[Object pointing dataset rows]
◆ ◆ ◆ ◆

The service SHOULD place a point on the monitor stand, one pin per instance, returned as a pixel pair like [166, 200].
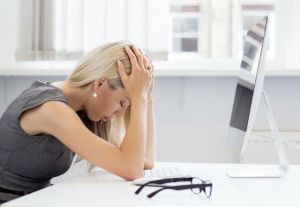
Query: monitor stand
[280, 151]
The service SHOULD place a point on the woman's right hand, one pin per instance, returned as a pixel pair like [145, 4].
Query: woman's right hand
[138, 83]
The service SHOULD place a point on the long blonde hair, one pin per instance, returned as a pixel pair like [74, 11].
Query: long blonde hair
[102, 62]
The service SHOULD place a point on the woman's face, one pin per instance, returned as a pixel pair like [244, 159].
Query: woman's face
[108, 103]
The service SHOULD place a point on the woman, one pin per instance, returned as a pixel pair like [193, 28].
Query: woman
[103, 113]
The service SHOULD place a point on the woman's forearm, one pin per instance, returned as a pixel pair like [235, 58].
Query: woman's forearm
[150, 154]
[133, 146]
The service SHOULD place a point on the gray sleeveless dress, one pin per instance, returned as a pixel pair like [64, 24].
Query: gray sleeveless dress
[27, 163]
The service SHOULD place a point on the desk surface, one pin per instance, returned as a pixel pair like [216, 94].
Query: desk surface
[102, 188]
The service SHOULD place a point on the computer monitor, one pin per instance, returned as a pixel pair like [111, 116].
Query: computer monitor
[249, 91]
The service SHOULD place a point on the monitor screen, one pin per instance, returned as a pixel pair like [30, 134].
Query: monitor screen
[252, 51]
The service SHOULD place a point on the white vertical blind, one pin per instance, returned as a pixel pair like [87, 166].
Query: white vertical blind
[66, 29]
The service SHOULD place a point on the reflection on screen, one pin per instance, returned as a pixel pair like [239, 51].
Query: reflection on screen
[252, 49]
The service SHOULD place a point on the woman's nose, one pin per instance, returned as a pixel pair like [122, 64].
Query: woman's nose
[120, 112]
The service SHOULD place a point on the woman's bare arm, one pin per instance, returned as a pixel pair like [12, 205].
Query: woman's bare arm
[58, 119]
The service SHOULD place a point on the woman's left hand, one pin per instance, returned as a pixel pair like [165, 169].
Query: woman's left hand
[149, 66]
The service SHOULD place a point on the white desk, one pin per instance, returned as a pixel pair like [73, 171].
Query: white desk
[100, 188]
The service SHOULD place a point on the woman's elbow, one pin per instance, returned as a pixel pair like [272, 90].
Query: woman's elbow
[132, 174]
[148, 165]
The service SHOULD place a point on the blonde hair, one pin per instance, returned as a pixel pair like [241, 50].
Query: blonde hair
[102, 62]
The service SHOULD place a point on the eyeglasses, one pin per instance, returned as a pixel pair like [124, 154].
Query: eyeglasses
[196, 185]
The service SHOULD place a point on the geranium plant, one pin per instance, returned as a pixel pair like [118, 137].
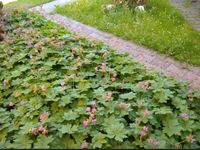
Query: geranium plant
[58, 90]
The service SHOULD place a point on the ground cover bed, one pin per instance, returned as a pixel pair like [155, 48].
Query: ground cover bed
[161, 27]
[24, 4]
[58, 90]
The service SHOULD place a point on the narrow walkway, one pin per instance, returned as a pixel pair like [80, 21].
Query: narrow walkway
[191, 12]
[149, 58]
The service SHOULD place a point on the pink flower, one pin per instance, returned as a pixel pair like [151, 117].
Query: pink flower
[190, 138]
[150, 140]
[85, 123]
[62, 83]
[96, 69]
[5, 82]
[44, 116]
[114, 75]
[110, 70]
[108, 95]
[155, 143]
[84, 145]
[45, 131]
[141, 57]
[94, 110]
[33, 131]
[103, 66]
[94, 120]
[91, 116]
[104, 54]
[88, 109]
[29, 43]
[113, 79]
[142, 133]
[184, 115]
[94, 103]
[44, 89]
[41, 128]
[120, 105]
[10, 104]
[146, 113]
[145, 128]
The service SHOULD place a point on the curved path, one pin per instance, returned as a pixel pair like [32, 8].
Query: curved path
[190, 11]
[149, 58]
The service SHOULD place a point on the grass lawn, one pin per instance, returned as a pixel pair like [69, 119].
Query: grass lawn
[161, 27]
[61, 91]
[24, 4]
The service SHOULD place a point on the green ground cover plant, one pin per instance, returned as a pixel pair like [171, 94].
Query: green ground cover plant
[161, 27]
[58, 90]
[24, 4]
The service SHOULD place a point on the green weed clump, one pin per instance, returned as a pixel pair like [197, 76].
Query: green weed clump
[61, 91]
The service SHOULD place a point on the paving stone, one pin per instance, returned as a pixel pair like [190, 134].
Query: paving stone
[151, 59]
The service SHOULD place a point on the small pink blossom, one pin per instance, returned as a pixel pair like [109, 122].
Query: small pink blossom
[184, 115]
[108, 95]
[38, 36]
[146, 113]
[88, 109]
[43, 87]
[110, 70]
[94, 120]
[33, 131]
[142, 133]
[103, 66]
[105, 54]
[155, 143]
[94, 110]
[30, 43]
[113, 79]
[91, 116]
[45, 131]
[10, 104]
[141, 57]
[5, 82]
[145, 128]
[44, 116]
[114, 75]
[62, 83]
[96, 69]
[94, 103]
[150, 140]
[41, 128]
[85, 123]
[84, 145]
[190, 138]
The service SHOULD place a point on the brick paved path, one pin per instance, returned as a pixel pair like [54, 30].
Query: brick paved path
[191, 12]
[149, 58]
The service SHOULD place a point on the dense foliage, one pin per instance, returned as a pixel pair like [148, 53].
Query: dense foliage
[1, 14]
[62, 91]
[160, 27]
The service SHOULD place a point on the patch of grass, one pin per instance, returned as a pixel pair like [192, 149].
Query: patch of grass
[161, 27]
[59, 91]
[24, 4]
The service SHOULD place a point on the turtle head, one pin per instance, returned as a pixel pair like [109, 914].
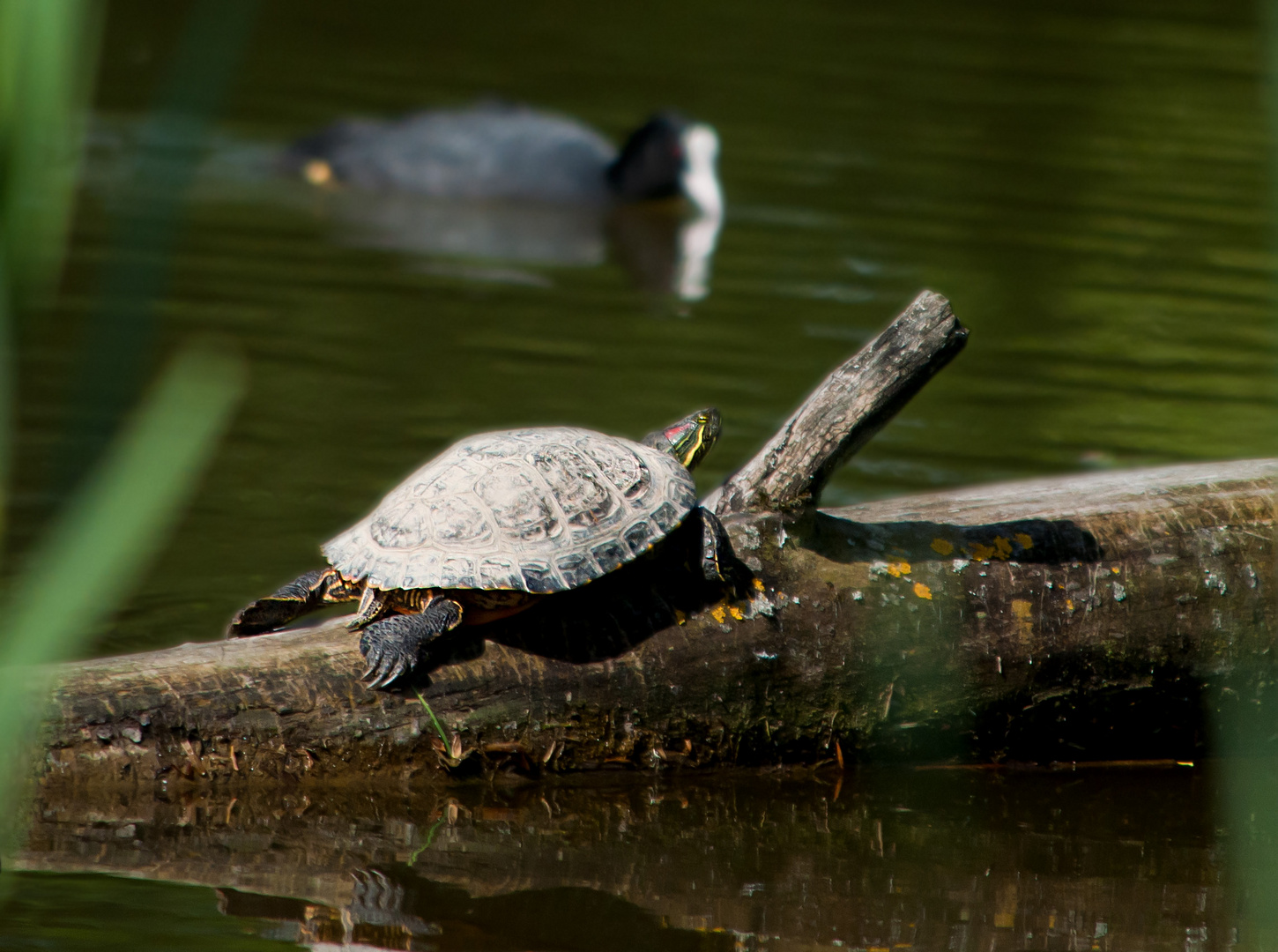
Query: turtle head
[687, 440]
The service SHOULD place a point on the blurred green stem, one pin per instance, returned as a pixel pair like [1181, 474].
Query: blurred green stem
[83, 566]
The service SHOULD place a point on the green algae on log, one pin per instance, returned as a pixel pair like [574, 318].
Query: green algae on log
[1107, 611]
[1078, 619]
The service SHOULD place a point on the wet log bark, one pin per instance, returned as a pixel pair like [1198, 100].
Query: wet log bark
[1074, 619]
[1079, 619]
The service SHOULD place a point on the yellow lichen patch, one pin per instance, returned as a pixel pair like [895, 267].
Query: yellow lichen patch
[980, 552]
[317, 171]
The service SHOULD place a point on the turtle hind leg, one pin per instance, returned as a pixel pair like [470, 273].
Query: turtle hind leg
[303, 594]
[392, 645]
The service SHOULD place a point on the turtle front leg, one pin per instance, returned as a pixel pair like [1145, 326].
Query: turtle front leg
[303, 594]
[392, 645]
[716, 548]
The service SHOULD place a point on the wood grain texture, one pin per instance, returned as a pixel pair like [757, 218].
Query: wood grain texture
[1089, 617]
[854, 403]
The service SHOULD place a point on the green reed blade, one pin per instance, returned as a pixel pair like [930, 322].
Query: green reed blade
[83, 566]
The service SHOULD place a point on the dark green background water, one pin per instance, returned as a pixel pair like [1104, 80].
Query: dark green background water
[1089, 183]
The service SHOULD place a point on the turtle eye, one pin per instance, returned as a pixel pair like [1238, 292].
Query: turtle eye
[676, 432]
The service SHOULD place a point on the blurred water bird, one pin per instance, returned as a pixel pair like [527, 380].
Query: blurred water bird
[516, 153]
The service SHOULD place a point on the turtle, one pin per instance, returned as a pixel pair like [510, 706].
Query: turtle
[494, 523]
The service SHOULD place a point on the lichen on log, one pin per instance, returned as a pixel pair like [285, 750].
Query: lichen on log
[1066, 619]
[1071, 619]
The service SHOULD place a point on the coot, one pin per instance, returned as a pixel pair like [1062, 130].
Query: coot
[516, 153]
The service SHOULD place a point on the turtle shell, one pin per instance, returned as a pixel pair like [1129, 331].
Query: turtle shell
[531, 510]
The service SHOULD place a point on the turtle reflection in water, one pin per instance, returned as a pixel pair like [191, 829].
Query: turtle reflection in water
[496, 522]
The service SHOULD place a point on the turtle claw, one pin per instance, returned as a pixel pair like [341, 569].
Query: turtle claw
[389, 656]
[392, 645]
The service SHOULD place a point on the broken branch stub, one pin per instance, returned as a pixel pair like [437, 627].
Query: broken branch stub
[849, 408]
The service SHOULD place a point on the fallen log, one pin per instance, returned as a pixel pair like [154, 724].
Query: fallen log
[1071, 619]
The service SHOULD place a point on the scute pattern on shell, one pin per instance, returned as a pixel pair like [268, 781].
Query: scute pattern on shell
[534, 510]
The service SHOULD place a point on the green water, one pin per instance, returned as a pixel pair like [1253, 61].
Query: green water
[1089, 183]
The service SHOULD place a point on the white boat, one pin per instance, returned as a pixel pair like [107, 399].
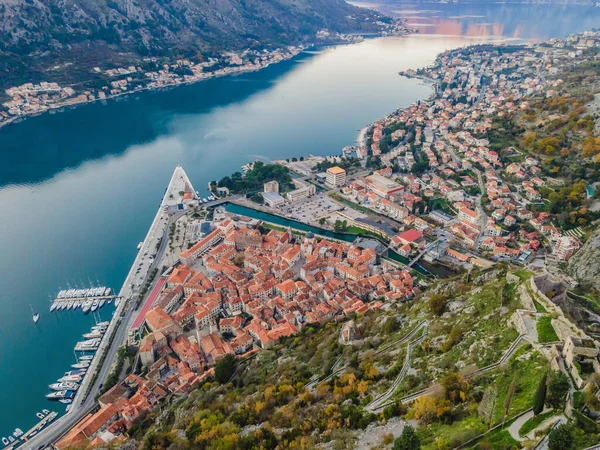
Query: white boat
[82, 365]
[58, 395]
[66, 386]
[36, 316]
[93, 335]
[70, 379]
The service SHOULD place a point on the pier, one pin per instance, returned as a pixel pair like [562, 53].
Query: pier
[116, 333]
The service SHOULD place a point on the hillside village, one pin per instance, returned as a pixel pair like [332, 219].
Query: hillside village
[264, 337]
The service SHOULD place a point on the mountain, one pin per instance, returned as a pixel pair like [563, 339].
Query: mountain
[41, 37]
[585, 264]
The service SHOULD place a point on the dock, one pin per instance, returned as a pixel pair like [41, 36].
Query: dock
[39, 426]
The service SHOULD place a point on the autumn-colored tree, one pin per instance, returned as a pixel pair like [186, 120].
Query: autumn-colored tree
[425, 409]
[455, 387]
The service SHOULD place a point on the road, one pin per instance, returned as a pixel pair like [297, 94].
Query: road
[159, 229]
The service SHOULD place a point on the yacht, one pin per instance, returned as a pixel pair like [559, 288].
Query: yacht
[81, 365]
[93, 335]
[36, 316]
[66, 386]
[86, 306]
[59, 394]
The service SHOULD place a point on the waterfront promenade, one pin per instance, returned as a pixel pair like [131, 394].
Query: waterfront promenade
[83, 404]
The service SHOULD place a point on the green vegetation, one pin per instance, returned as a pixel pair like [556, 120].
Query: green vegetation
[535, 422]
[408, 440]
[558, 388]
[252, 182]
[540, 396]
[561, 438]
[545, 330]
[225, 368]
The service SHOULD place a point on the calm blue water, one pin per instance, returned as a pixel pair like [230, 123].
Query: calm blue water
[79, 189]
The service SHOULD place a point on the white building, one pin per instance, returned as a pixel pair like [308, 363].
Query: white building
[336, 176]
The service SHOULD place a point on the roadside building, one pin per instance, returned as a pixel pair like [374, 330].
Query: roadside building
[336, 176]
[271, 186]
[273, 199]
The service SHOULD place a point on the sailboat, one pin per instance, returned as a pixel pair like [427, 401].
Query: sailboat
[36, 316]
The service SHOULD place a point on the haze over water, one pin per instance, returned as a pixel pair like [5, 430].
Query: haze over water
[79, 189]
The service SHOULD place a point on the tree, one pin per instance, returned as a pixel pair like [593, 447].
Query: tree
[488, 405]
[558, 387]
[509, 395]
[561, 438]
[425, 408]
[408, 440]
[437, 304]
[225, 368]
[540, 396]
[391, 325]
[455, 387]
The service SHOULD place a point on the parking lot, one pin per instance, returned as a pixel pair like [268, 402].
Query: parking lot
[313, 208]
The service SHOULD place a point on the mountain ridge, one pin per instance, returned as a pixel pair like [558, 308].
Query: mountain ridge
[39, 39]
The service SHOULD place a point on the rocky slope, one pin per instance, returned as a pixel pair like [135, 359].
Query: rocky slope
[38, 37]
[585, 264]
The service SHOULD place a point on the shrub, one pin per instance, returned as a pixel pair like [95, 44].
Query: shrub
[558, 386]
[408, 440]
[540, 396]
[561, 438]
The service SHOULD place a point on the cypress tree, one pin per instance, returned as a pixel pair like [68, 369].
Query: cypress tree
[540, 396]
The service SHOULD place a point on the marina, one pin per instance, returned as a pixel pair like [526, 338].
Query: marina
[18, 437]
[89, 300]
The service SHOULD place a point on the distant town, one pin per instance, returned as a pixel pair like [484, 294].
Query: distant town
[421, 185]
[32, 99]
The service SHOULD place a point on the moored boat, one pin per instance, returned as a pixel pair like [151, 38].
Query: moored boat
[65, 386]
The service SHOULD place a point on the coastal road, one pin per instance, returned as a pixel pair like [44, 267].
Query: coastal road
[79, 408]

◆ ◆ ◆ ◆

* **What is required**:
Repeat the line containing "The service SHOULD place a point on the tree, one" and all subsequent lines through the final line of the data, exactly and with no others.

* **Written response**:
The service SHOULD place a point on the tree, one pin per instance, returned as a pixel pair like [593, 447].
Query: tree
[488, 405]
[558, 387]
[509, 395]
[561, 438]
[425, 408]
[408, 440]
[437, 304]
[225, 368]
[540, 396]
[391, 325]
[455, 387]
The service SHOULD place a point on the parking lot, one pin per instance, returned as a pixel pair like [268, 402].
Query: parking lot
[313, 208]
The service SHOULD place a point on the mountain ridge, one pin per instance, returned as a pixel pair like [558, 308].
Query: mountain ridge
[39, 39]
The service SHOULD place a point on the rocky slope, one pin per instance, returned as a pixel pair like [135, 359].
Query: rocky slope
[38, 37]
[585, 264]
The service SHOULD place a point on the shrub, one pin per instance, returned as a pixel pair like [95, 44].
Query: shrub
[558, 386]
[408, 440]
[540, 396]
[561, 438]
The service SHOULD place a point on the cypress tree, one pin per instance, returned as a pixel pair like [68, 369].
Query: cypress tree
[540, 396]
The service SHOULD place a point on the marina, one pin per instance, returned as a pixel pair like [526, 338].
Query: marina
[18, 437]
[89, 300]
The service SHOULD place a point on the distant town, one pin per instance, returned as a pixel pair like [484, 294].
Query: distant town
[421, 185]
[32, 99]
The service SHOULD place a point on the moored boat, one pin per instance, returned as a pixel pair like [151, 38].
Query: moored boat
[65, 386]
The service SHOULD place a point on the coastal road, one pin per instance, returned as a pixel pair like [44, 267].
Query: coastal road
[79, 408]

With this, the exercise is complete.